(Entries from a pointing dataset)
┌──

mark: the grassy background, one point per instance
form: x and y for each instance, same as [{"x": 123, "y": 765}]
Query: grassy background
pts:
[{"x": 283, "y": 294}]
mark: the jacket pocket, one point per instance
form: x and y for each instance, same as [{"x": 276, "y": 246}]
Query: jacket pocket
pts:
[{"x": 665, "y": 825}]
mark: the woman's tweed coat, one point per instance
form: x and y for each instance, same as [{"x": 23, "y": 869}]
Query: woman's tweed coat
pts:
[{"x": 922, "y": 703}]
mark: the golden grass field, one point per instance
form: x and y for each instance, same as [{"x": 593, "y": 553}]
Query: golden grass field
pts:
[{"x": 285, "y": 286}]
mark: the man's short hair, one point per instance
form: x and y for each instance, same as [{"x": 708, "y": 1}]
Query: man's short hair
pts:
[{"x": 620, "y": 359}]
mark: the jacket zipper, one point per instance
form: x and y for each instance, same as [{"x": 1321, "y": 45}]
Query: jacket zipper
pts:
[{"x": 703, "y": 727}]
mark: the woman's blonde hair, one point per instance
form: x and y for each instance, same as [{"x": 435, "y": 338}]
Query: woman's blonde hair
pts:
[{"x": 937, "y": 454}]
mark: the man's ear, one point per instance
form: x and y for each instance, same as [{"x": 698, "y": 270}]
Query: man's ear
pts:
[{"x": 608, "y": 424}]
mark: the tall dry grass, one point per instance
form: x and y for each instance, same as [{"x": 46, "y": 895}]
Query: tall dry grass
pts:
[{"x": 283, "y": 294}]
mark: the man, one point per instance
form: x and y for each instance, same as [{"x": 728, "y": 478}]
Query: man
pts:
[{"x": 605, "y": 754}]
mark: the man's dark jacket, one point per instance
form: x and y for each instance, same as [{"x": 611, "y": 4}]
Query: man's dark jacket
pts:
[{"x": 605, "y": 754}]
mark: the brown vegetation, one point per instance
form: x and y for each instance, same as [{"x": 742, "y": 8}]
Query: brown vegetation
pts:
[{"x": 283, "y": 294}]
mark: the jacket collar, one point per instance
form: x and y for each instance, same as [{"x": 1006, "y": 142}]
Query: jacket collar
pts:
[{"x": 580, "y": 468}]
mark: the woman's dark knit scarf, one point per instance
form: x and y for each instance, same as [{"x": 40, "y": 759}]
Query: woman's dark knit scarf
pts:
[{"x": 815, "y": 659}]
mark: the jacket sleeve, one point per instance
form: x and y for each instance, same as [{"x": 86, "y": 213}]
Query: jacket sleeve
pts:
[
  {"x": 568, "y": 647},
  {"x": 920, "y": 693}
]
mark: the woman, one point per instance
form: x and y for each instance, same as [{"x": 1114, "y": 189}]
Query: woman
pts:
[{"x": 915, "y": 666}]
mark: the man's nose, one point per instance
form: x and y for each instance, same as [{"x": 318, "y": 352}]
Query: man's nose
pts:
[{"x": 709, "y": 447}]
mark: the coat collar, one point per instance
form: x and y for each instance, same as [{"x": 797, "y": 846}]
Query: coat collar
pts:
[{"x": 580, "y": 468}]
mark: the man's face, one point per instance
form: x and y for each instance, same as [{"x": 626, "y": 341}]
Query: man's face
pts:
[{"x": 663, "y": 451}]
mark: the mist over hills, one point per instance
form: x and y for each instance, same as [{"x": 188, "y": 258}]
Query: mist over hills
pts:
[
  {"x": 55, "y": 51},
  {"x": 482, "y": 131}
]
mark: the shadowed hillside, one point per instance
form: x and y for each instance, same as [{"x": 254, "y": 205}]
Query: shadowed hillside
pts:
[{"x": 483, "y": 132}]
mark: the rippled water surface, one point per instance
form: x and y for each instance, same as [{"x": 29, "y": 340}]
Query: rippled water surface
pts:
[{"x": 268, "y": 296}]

└──

--- REQUEST ---
Rescale the stretch from the line containing "mark: the man's nose, one point per instance" through the end of the records, both ends included: reproduce every line, with each x and y point coordinate in the answers multiplied by 2.25 and rounded to a whole number, halves rounding up. Leave the numbers in the requests and format samples unchanged.

--- REPLY ---
mark: the man's nose, one point per instance
form: x and y for each instance, same as [{"x": 318, "y": 352}]
Query: man's nose
pts:
[{"x": 1595, "y": 1006}]
mark: the coat collar, one point per instance
form: x and y for each instance, same as [{"x": 797, "y": 846}]
Query: coat collar
pts:
[{"x": 1305, "y": 1053}]
mark: the man's face, one point per instance
form: x and y for each instance, same as [{"x": 626, "y": 341}]
Query: man's face
pts:
[{"x": 1492, "y": 1015}]
mark: the mist over hills, one point per instance
form: x and y for each instance, same as [{"x": 188, "y": 258}]
Query: mist over hills
pts:
[
  {"x": 124, "y": 115},
  {"x": 1085, "y": 295}
]
mark: the shadowed hillside, one point per instance
form: x and y for each instance, same as [{"x": 254, "y": 205}]
Query: shadowed hillside
pts:
[{"x": 1087, "y": 297}]
mark: the rippled water surface, one point per instance
form: x and y for each instance, same as [{"x": 29, "y": 340}]
Query: rippled water surface
pts:
[{"x": 603, "y": 666}]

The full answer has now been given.